Nokta işaretleme veri kümesi kayıtları:

◇ ◇ ◇ ◇

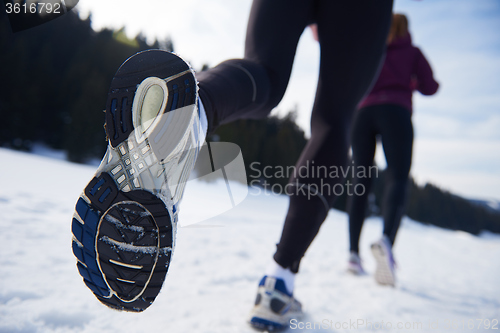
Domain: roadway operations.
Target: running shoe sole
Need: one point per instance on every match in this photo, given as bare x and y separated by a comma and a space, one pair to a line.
125, 220
384, 273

◇ ◇ ◇ ◇

§ **Verilen istek**
Lütfen yukarıdaki tüm satırlarda "running shoe sole" ifadesini "hiking boot sole" ile değiştirip satırları yeniden yaz; başka hiçbir şeyi değiştirme. Resimleri yanıta koyma.

§ **Yanıt**
Domain: roadway operations.
Target: hiking boot sole
Need: one point per instance on every match in this photo, given as bare x and y separated by a comma and a space, one pair to a line.
125, 220
384, 273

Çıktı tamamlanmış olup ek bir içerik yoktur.